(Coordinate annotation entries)

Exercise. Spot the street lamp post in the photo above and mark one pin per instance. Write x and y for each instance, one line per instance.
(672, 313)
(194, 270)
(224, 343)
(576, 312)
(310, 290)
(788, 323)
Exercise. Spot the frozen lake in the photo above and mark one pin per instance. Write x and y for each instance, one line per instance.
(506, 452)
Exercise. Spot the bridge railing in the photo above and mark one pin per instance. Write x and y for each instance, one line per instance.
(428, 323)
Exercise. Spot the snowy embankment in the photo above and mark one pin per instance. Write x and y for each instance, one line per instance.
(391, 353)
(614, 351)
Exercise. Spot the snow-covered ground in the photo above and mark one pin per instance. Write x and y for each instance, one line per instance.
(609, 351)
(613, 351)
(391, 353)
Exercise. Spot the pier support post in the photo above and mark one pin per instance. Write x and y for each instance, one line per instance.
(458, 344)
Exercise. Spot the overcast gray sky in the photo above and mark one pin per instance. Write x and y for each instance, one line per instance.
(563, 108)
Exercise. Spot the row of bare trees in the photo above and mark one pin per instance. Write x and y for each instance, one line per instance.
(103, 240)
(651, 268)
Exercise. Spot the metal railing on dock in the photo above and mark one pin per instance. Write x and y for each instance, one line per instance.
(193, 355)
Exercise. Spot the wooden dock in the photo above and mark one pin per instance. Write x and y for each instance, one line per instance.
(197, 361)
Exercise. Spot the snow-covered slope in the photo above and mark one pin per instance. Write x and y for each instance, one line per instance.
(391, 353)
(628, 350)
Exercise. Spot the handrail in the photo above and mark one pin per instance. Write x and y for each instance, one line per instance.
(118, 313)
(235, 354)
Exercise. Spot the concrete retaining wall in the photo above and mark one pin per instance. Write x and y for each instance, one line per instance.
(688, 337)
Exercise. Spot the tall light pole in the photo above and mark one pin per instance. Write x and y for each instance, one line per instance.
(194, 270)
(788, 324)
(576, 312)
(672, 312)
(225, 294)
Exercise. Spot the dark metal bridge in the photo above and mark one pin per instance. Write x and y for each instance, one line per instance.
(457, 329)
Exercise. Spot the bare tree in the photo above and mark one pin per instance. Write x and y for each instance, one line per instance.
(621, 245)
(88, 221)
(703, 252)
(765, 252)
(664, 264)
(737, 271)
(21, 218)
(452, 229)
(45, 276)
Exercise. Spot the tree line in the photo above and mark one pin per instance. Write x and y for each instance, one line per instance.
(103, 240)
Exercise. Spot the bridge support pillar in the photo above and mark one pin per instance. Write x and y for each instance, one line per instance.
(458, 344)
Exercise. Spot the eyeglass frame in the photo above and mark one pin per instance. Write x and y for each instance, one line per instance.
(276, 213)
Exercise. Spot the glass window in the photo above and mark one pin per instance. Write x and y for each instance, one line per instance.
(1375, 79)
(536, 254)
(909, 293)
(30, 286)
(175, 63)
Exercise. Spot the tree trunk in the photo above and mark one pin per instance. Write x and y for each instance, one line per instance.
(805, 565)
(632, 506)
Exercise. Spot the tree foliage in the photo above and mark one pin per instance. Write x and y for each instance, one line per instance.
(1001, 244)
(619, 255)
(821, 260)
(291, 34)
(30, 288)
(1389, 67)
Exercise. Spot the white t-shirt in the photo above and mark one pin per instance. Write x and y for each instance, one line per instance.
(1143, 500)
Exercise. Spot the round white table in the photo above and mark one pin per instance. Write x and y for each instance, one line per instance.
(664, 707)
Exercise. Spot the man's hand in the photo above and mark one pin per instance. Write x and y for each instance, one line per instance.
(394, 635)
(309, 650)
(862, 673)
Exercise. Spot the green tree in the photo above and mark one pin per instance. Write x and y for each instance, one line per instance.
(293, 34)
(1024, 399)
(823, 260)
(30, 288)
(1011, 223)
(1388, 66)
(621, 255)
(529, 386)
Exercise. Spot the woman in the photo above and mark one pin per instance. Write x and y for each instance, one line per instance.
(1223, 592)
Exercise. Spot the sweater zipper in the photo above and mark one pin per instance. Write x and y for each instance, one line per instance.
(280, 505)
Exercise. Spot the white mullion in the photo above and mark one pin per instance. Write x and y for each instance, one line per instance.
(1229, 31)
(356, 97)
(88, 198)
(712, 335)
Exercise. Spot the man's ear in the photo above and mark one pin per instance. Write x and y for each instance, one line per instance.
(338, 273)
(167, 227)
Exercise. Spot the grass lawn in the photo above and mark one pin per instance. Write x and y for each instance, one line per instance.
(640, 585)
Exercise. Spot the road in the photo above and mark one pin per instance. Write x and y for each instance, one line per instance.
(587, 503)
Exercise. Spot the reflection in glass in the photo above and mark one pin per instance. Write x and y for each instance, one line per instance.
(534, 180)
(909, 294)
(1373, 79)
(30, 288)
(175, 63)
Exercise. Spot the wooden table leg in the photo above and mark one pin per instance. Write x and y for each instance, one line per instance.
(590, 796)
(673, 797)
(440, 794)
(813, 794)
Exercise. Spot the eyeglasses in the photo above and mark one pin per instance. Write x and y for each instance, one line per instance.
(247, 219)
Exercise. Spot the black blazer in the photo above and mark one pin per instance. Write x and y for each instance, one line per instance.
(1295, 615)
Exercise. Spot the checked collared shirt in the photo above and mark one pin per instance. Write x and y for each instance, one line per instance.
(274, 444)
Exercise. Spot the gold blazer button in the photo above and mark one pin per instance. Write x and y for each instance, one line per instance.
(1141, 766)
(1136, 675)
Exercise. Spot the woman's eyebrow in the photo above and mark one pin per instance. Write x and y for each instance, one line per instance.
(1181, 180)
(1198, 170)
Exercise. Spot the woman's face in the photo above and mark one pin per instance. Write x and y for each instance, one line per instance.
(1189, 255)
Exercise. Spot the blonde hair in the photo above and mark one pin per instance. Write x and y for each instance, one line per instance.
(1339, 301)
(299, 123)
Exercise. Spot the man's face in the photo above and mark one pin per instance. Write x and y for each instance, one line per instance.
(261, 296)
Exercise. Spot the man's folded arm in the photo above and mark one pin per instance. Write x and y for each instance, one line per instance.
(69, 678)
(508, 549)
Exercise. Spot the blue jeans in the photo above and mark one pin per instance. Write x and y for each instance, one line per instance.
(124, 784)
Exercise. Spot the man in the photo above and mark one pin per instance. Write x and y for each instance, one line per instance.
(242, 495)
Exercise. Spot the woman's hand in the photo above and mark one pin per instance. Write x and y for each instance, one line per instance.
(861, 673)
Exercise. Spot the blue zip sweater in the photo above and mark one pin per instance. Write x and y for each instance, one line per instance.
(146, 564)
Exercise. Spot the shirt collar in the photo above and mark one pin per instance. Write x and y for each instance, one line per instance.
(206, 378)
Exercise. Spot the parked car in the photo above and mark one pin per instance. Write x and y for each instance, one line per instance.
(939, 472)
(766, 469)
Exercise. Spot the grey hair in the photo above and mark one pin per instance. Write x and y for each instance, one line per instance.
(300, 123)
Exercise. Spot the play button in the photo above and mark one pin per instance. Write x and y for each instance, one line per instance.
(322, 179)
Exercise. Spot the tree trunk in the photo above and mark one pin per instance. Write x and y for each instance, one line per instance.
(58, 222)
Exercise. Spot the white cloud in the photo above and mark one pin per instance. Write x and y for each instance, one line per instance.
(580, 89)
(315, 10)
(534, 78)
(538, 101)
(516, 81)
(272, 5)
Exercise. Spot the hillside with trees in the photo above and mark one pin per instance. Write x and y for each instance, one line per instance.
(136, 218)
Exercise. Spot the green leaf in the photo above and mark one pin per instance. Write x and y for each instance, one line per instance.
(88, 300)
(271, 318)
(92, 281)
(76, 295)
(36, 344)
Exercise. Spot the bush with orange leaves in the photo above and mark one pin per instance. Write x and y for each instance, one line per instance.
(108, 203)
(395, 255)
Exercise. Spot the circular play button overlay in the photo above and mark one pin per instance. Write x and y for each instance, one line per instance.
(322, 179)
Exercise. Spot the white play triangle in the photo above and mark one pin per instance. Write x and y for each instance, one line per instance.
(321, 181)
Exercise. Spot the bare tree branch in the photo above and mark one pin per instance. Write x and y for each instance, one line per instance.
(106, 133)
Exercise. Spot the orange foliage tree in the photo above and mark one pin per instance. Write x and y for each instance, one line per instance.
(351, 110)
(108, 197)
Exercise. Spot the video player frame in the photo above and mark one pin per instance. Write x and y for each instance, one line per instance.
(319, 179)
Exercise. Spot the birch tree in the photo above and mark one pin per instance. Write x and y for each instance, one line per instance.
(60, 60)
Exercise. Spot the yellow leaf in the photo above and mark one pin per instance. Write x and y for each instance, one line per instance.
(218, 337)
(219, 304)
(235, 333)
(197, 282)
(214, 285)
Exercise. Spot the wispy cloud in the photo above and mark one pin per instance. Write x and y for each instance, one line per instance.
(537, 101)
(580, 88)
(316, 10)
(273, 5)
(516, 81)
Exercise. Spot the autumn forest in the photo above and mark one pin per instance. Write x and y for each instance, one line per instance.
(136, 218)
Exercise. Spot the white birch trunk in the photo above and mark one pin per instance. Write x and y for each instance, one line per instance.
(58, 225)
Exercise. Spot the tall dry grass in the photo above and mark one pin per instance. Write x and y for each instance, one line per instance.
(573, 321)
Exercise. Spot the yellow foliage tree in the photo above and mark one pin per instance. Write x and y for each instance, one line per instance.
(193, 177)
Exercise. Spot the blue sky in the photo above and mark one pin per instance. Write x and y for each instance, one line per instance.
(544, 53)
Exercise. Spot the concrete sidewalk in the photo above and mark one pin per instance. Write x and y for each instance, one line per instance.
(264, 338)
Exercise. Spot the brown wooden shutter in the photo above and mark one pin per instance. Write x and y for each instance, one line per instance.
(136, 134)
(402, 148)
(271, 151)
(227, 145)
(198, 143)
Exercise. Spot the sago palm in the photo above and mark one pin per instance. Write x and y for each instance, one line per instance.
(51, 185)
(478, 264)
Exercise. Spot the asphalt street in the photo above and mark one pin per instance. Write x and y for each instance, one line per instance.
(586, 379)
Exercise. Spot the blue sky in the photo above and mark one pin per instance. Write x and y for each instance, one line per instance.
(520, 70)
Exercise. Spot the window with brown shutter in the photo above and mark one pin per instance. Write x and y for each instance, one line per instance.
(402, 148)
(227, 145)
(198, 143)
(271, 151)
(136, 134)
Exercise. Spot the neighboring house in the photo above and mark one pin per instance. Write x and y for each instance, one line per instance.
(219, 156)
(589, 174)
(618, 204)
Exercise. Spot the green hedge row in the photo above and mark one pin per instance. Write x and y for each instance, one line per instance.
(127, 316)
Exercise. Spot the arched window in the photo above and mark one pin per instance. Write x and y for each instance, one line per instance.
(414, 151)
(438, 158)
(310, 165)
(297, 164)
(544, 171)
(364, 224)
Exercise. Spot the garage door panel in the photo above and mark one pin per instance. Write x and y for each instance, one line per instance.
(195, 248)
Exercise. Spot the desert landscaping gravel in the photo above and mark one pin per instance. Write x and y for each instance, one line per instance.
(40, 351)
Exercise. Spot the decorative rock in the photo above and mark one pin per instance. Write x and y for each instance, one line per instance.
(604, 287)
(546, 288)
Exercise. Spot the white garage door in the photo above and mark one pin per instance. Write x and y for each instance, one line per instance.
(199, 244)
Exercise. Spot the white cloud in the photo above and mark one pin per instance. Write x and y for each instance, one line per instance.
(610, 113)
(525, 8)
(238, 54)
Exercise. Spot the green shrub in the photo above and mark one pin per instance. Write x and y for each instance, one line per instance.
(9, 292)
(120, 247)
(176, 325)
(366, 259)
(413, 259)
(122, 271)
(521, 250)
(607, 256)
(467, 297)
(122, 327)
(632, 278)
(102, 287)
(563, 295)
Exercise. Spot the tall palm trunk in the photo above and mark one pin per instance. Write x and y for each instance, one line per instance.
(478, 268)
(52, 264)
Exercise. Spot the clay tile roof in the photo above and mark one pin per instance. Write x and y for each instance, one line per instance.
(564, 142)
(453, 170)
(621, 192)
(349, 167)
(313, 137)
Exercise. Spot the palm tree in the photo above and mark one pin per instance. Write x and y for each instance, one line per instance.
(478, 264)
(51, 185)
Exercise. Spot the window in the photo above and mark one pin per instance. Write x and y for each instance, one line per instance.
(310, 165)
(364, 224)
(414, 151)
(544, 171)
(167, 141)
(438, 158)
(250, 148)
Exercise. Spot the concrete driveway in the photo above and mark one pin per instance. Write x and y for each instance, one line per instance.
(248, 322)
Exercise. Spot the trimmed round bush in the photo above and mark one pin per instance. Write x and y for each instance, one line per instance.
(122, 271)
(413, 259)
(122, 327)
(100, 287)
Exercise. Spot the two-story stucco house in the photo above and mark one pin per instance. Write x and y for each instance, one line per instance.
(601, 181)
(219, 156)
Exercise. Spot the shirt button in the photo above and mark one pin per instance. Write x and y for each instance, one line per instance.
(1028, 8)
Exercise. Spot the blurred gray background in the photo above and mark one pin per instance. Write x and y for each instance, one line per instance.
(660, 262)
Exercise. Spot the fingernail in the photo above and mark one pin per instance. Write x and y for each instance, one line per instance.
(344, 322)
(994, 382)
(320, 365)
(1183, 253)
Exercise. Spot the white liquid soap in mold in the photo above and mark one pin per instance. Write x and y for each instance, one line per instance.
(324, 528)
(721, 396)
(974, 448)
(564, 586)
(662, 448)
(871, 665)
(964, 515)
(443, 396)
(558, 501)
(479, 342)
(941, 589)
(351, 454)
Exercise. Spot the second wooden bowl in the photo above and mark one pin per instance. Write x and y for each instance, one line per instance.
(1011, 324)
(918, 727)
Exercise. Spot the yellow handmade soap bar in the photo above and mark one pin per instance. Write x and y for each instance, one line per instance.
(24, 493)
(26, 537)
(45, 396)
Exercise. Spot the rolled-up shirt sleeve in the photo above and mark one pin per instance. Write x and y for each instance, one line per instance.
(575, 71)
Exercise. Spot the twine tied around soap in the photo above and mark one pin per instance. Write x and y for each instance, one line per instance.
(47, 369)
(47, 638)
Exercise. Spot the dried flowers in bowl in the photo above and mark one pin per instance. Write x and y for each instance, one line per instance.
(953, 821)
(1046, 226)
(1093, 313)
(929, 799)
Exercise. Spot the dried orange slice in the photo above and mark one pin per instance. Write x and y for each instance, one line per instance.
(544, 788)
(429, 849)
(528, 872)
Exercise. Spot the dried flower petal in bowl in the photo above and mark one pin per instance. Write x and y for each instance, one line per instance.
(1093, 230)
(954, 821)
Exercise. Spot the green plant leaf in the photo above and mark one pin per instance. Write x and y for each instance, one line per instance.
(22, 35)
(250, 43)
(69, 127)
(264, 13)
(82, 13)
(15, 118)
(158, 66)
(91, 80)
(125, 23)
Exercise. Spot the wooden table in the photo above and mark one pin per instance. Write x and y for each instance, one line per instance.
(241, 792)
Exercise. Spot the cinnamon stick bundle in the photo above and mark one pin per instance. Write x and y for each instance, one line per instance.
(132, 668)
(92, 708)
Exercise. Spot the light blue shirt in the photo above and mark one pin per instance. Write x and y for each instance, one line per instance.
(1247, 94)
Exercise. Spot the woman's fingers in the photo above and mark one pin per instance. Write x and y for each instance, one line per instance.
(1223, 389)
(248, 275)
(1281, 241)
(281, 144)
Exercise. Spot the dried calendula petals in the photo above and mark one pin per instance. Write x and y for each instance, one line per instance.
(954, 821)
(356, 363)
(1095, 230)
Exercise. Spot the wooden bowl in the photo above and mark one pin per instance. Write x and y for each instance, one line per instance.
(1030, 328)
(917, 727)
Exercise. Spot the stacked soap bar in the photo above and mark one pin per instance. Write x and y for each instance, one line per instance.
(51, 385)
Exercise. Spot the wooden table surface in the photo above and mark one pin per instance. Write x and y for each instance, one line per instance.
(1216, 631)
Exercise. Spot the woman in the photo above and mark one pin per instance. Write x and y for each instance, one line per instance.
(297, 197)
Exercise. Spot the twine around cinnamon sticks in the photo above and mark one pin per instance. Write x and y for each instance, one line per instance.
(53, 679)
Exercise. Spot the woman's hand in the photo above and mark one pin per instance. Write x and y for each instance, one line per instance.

To be done: All lines from the line containing "Exercise. Spot the wooden table in" through the end of the listing above are to be duplicated exactly; include both ends and nothing further.

Written solution:
Exercise. Spot the wooden table in the photo above and mark one pin per instance. Write x and y for each instance, one line per instance.
(241, 792)
Exercise. Spot the cinnamon stick bundle in the photo above and mark one pin per instance. Write x and y for each instance, one line per instance.
(132, 668)
(92, 708)
Exercise. Spot the light blue shirt in the photo above and mark one pin per instance. Write x and y for each instance, one line per instance.
(1247, 94)
Exercise. Spot the woman's fingers in the photo above and mark one pin per instance. Write x and y for each instance, one line per instance.
(1223, 389)
(248, 275)
(1281, 241)
(281, 144)
Exercise. Spot the dried calendula petals in the photo above and mark one pin per instance. Write x and y for each instance, one line per instance.
(954, 821)
(356, 363)
(1095, 230)
Exercise. Spot the wooden bowl in the photo above and mark one pin per instance. Write x and y for each instance, one line per instance.
(1030, 328)
(917, 727)
Exercise. Spot the stacked soap bar in the photo above and mark one pin per instance. Write x and y for each instance, one line per instance.
(51, 385)
Exercise. Spot the wooden table surface in the photo above and mark one pin per instance. Write x and y for each instance, one line per instance.
(1216, 631)
Exercise. Spot the woman in the photo above and mark one pin per instance. Write x and y for each instance, one line per instance.
(297, 197)
Exercise. Spot the twine around cinnamon sticks in the photo above and mark one pin per instance. Write x and y for each instance, one line per instance.
(53, 679)
Exercise. Spot the woman's hand in the photo above and mark one pin per instance. Write x and y for each instance, one line per instance.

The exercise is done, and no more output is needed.